— START TEXT PASSAGE —

I EDITED THE THREAD BUT WANT TO LET EVERYONE KNOW. THERE WON'T BE A 50/50 BUT WE HAVE A BUNCH OF PRIZES WE'RE GOING TO RAFFLE OFF. FOR DETAILS OF HOW IT WILL GO, CONTACT T'S LONG LAKE TACKLE. 

SO FAR, we have the Aqua View, a shanty, a Bionic Blade rod, a rod and reel combo, several magnetic. lighted tip-ups, and a bunch of tackle and other stuff like the 4 passes to Maize Valley Farm. I'm meeting next week with Tim to get the listtogether and finalize the details.

BTW, we also agreed that you do not have to be present to win the raffles. Just go get tix from the bait shop and Tim will explain it all to you.


----------



## Big Daddy (Apr 6, 2004)

Someone donated a Fish Trap Scout 1-man shanty also. 

Details on the raffles at T's Long Lake Bait shop.


----------



## Capt.Muskey (Apr 14, 2004)

Hope I win the shanty, I'd like to try some ice fishing this year


----------



## WalleyeGuy (Apr 9, 2004)

AWESOME GUYS,
It's a beautiful thing.


----------



## TheKing (Apr 15, 2004)

I really wanted to come, but I just can't make it up there this weekend. I do want to make a donation, and I thought there was a post that named a bank and phone number that was serving as a collection point. Does anyone remember the info?


----------



## Big Daddy (Apr 6, 2004)

I believe it was any First Merit Bank in the Akron area. It was the Gary Riffle fund, I think.


----------



## TheKing (Apr 15, 2004)

I just PM'd you Daddy. I did it a slightly different way.

— END TEXT PASSAGE —

Extend the forum thread about the fishing raffle and fund donations, starting after its final post.

— START DATASET —

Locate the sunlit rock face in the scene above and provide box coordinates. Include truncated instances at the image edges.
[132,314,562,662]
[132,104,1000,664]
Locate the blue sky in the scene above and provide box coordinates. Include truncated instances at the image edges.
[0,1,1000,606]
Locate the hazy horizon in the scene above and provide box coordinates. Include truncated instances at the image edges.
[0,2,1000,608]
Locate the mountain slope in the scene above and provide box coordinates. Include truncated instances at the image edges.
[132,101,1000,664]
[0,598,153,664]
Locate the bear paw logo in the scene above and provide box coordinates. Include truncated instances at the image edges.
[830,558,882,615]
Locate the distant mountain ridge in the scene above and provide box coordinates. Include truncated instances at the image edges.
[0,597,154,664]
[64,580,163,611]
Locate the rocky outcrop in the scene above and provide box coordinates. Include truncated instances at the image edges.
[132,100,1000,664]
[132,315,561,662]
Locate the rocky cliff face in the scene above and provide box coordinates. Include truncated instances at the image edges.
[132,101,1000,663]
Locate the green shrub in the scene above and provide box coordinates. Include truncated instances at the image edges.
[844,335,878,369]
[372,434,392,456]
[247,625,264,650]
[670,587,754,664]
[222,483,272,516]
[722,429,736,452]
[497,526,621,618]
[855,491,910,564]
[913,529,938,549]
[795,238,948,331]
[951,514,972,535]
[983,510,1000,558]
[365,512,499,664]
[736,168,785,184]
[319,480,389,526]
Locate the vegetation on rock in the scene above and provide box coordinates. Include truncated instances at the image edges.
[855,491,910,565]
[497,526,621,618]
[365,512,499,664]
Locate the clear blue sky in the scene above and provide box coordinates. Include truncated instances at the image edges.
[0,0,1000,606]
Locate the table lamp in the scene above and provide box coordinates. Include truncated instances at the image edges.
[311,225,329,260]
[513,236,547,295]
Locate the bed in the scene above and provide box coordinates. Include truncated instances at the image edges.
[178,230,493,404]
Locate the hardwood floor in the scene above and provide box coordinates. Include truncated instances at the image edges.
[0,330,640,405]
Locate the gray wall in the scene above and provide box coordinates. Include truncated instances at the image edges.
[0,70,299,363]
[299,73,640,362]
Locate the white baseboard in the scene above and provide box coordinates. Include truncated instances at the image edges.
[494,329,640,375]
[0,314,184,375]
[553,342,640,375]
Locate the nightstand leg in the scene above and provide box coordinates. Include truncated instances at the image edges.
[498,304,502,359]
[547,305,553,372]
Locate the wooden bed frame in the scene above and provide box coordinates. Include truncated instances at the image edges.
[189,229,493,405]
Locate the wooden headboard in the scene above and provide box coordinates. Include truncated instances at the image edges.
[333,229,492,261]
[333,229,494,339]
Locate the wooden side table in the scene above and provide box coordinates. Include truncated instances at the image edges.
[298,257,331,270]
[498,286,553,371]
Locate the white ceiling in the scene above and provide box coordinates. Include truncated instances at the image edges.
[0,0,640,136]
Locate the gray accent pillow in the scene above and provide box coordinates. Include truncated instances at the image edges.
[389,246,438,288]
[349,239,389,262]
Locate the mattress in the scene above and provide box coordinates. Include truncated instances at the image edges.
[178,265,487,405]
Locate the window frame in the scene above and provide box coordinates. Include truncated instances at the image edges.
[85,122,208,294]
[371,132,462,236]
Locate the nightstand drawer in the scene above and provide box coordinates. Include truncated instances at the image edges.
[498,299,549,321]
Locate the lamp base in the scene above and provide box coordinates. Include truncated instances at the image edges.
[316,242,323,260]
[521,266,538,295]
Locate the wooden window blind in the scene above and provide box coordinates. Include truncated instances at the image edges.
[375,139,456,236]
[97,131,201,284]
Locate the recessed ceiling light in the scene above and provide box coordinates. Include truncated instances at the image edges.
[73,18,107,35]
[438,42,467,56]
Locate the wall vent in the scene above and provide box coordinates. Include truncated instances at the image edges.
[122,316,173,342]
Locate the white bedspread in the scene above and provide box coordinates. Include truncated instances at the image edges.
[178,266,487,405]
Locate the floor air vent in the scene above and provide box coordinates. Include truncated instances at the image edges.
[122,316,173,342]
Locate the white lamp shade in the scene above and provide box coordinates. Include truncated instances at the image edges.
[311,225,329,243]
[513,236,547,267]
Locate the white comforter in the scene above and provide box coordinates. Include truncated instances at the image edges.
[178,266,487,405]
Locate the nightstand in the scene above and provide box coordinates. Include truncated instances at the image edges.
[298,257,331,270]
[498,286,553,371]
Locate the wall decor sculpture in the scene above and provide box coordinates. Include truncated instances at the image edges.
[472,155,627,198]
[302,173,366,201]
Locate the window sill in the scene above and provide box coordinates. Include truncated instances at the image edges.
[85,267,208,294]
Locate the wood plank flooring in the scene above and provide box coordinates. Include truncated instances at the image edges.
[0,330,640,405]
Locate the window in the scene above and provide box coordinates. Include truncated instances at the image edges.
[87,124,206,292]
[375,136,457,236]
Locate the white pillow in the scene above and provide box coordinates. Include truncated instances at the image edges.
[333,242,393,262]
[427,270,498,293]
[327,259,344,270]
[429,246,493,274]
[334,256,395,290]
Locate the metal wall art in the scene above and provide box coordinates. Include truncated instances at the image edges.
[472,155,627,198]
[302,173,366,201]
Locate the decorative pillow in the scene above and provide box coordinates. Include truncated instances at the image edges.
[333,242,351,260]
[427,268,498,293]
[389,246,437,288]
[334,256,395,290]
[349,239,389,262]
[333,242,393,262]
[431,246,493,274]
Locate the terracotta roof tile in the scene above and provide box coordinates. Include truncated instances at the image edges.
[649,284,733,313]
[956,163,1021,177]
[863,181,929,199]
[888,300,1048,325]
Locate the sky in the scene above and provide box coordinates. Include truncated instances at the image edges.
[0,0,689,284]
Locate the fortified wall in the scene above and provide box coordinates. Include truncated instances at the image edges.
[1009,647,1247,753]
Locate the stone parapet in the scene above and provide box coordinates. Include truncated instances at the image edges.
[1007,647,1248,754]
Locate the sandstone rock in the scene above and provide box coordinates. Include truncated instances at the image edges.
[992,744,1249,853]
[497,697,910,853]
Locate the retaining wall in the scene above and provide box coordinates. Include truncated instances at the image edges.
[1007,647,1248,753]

— END DATASET —
— START DATASET —

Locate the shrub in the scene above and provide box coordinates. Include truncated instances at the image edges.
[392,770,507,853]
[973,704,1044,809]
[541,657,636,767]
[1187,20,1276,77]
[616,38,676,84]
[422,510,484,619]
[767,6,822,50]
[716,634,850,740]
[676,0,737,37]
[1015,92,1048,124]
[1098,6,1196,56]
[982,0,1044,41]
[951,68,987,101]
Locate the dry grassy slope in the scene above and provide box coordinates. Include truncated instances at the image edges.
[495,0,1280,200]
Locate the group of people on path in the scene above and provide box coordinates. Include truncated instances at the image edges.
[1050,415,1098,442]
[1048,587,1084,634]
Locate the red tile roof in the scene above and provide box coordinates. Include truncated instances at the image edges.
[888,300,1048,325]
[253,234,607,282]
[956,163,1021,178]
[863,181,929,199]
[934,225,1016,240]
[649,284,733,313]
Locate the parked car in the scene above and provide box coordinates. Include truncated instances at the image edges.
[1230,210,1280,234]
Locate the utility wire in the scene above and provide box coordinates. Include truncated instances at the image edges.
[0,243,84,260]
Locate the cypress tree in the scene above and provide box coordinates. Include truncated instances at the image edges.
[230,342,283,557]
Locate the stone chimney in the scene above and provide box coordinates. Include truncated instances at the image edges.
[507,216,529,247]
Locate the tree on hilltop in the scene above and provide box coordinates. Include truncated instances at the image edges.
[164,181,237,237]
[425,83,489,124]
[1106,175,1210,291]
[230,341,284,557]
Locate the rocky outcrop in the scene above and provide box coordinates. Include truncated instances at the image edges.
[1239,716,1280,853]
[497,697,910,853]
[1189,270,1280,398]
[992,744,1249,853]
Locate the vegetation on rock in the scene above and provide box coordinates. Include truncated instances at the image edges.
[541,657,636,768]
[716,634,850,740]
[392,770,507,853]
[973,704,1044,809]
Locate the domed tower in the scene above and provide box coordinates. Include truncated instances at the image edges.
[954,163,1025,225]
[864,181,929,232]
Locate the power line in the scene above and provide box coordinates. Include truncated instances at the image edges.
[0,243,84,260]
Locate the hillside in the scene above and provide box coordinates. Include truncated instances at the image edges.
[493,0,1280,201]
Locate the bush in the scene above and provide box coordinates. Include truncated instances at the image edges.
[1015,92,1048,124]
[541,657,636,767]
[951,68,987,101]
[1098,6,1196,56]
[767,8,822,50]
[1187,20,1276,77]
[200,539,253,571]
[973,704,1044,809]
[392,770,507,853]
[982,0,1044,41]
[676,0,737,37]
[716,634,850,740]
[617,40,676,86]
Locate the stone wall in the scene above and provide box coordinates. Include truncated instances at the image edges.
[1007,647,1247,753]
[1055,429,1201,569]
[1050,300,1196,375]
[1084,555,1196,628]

— END DATASET —

** RESULT **
----------



## Big Daddy (Apr 6, 2004)

Thanks man. I talked to Gary's sister yesterday. She's trying to get registered here to post a letter of thanks, but can't for some reason. I'll get her on here as soon as I can so she can tell you all how much it means. 

I'm just thankful I can help out the family AND still get to fish it with my son. He's about to jump out of his skin, he's so excited.

Should be a fun time.

There have been some grumblings about scales and weigh-ins, etc., by some folks, about proper calibrations, accuracy, etc. All I have to say is gang, this is a FUN tournament. We're fishing for a trophy and bragging rights, that's all. The money raised goes to Gary's family and there will be 4 different sets of trophies. The results WILL NOT be compiled into one. It's for EACH WEIGH-IN SPOT.(that's 20 trpohies!) It's about helping a family in need, remembering and celebrating the life of a fellow fisherman, and most of all, HAVING FUN.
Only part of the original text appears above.